↓↓↓

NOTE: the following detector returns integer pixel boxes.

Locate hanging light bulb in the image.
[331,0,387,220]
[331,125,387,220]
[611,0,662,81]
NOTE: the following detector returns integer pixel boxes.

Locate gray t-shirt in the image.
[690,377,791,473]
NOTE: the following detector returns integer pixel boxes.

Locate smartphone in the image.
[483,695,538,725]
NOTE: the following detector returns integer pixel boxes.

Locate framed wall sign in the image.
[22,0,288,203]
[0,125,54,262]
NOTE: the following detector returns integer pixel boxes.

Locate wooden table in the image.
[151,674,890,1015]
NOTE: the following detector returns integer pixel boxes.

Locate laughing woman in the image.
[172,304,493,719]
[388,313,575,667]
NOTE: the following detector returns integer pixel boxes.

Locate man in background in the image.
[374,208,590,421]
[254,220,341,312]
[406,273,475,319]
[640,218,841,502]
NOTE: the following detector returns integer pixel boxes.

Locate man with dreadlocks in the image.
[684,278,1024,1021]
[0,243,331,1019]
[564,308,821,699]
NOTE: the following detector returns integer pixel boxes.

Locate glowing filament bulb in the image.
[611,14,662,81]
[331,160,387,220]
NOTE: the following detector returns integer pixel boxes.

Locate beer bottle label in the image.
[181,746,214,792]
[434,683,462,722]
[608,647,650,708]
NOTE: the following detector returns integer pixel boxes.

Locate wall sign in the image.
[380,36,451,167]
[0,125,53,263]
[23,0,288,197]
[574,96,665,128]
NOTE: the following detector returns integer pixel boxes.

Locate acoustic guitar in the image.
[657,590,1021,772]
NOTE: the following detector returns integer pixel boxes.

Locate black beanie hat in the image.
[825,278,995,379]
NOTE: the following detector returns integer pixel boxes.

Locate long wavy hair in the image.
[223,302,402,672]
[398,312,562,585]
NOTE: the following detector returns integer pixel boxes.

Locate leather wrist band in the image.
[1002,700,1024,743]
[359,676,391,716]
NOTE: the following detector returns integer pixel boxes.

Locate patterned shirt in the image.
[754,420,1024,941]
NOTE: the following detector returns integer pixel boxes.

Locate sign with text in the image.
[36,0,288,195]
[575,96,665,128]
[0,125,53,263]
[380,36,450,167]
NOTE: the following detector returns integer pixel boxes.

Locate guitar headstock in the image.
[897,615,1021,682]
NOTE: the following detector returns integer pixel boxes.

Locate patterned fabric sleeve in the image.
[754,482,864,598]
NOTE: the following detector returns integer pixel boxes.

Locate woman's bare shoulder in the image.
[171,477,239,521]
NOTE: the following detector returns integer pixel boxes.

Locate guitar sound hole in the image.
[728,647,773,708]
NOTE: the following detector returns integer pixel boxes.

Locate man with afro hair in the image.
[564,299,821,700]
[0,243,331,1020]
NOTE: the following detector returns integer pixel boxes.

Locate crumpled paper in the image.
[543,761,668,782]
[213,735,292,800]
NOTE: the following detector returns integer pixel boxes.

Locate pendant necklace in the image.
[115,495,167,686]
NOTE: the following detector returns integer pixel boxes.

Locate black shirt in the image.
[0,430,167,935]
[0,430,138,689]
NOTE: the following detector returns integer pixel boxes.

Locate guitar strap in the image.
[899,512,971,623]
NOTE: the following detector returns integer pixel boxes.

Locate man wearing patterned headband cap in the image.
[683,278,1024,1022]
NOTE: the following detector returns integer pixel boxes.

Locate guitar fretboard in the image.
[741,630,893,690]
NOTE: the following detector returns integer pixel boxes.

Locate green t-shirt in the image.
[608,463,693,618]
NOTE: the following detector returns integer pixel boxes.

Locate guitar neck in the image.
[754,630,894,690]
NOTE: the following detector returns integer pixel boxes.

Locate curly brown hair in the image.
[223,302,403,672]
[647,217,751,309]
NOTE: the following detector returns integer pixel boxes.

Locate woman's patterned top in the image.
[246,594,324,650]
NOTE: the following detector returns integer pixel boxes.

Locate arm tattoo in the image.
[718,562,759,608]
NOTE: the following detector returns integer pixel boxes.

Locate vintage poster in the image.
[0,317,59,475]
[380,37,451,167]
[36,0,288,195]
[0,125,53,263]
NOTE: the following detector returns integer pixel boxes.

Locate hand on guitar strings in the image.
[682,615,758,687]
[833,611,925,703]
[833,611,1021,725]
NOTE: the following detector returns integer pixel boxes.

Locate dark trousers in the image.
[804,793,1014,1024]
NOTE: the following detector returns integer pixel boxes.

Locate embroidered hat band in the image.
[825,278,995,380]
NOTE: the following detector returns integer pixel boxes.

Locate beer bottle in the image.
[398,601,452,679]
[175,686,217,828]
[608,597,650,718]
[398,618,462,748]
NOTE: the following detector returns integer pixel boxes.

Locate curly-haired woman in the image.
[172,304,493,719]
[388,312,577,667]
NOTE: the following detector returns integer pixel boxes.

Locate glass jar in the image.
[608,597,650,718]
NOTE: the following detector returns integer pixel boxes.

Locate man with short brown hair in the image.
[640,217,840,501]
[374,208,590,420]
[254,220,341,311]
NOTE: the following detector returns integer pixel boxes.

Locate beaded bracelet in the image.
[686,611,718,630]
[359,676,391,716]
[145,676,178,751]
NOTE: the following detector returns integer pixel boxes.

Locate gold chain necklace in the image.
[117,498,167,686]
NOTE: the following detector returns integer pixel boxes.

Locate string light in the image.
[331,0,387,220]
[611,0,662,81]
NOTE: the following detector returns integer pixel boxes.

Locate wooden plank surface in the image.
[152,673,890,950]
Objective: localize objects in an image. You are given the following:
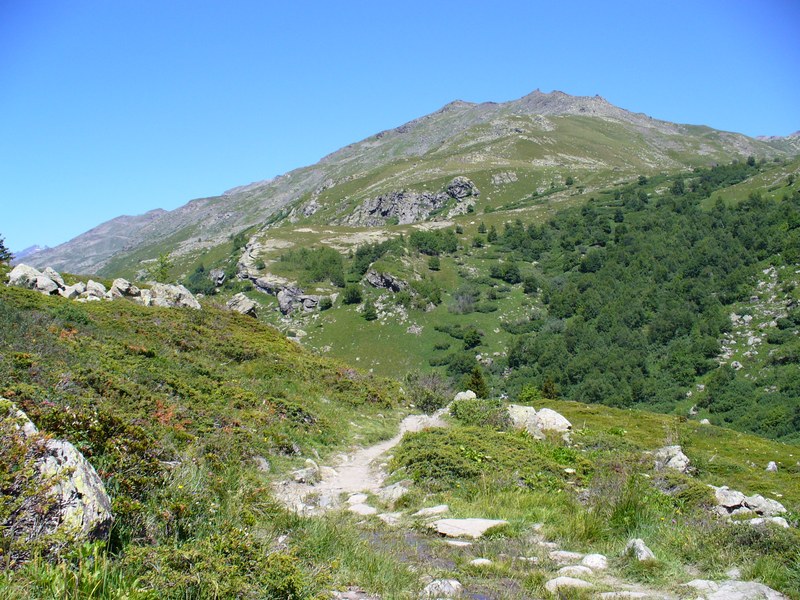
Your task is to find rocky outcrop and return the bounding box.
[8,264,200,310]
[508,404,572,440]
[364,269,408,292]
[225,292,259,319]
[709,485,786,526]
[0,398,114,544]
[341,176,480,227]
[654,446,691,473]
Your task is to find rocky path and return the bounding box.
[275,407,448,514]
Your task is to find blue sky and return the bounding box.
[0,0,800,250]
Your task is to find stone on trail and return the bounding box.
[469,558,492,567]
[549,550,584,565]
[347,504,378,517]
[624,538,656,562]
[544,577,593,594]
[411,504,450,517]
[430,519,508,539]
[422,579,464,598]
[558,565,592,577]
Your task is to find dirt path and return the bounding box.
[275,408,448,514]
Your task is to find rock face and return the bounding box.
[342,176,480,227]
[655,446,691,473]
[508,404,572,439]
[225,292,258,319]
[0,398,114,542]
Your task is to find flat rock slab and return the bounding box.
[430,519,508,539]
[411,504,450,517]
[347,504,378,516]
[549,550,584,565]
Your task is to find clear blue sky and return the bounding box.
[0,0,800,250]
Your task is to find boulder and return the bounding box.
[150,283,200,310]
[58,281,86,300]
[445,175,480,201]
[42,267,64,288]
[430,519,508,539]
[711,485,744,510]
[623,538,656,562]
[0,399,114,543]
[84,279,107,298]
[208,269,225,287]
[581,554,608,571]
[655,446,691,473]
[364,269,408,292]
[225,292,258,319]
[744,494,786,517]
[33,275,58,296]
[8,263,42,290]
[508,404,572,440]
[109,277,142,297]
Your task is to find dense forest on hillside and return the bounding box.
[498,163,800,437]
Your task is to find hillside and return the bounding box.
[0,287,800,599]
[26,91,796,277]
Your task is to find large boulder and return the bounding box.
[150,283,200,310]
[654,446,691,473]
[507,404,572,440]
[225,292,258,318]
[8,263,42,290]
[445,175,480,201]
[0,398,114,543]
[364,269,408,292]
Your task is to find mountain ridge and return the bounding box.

↑↑↑
↓↓↓

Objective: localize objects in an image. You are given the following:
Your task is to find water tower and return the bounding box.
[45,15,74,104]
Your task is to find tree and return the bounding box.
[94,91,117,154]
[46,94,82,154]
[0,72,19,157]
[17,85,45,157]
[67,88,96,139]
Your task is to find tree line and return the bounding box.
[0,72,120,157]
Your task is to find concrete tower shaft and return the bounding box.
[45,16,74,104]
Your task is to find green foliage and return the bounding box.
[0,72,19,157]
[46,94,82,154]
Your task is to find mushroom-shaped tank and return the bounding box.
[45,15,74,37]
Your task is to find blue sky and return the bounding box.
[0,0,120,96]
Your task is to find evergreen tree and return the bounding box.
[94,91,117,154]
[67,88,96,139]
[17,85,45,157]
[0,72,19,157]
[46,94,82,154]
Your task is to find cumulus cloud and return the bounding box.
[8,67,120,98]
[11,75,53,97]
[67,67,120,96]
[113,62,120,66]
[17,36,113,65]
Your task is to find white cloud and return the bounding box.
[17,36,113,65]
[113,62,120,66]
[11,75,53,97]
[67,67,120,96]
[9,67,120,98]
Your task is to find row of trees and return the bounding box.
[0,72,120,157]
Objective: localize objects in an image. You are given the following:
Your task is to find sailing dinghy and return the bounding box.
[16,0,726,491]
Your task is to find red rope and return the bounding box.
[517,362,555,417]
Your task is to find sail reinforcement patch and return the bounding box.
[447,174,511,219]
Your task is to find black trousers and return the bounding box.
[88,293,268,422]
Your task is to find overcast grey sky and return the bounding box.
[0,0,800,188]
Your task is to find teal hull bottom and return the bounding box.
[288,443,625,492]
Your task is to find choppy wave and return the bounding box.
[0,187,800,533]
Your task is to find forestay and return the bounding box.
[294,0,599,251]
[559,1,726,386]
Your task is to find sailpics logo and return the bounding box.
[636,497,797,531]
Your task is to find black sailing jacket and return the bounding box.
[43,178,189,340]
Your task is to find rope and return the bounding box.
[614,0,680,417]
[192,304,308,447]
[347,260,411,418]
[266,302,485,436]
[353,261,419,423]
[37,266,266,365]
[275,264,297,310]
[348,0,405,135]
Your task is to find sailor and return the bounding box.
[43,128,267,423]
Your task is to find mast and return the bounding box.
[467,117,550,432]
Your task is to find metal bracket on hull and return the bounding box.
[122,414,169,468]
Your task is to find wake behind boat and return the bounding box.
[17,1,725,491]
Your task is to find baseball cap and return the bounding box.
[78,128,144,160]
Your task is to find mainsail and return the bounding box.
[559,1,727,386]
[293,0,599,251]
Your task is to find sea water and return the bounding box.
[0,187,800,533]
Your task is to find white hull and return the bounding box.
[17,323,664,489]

↑↑↑

Exercise: Pick out every line in the records above that contains the word "hull" and copy each one.

The output:
Your task is to find teal hull bottom and return the bounding box.
Your task is to find metal bracket on hull and return the bounding box.
Your task is to find white hull and return the bounding box.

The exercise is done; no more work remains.